EXCERPTED TEXT:
La Roux have just released their highly anticipated second album ‘Trouble in Paradise’.
This is the follow up to the synthpop, 80s influenced debut ‘La Roux’, released in 2009. This album peaked at number 2 in the UK Albums Chart and won best Electronic/Dance Album at the 53rd Annual Grammy awards in 2011 and ‘Trouble in Paradise’ looks set to achieve similar success with The Guardian pronouncing it the best pop album of the year. ‘Trouble in Paradise’ bears a strong 80s electro vibe and many of the tracks have a distinctly tropical sound about them. The duo (Elly Jackson providing vocals and Ben Langmaid producing) are rumoured to have parted ways and the album title may be a reflection of the difficulties they’ve had to endure over the past 5 years.
The opening track ‘Uptight Downtown‘ is infectious and anthemic: the perfect album opener and vaguely reminiscent of ‘Bulletproof’ with its insanely catchy lyrics.
The second track ‘Kiss And Not Tell’ is funky with its layered percussion and synths: A happy medium between poppy chart topper and laid back chill out tune.

WHAT THIS EXERCISE ASKS:
1. Copy out the part of the La Roux album review starting with "The opening track" and going on through "chill out tune.".
2. Answer these questions from the La Roux album review:
(a) In what year was the debut album 'La Roux' released?
(b) Which song is the opening track said to be vaguely reminiscent of?
(c) What is the title of the second track?

DATA PROVIDED:
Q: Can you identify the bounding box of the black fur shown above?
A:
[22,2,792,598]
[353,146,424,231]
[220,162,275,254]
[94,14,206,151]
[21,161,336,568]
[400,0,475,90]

==

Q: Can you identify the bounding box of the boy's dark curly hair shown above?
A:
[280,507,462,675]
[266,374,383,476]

* * *

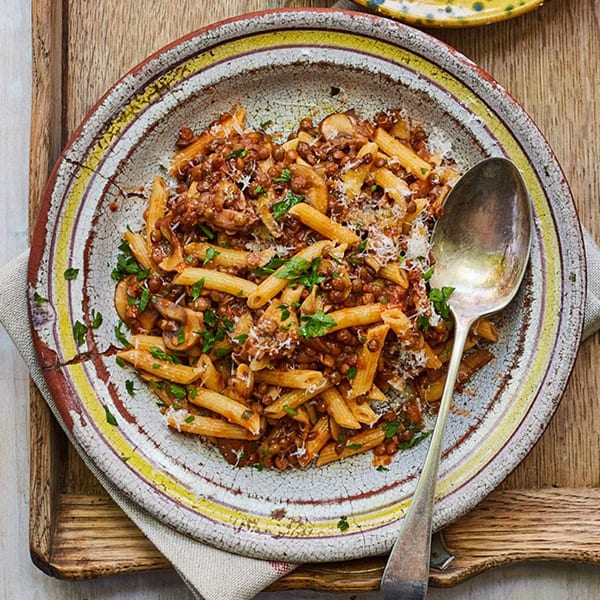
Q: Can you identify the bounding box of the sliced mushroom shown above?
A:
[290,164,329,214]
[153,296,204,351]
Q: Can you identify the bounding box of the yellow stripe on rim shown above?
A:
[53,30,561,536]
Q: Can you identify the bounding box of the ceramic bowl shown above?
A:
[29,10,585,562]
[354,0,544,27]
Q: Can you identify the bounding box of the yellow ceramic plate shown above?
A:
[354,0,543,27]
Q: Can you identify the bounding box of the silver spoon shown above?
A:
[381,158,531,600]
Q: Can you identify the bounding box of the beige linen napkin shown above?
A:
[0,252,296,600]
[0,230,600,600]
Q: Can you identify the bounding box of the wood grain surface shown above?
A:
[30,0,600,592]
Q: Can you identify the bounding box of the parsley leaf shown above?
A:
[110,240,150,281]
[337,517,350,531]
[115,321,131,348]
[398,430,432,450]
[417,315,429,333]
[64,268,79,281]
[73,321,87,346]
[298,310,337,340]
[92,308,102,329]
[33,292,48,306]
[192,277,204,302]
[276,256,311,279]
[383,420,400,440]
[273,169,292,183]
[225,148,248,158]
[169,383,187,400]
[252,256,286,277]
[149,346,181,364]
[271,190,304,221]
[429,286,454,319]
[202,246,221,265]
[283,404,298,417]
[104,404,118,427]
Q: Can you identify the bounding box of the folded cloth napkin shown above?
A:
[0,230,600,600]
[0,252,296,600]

SOLUTIONS TO THE TASKS:
1.
The opening track ‘Uptight Downtown‘ is infectious and anthemic: the perfect album opener and vaguely reminiscent of ‘Bulletproof’ with its insanely catchy lyrics.
The second track ‘Kiss And Not Tell’ is funky with its layered percussion and synths: A happy medium between poppy chart topper and laid back chill out tune.

2.
(a) 2009
(b) 'Bulletproof'
(c) 'Kiss And Not Tell'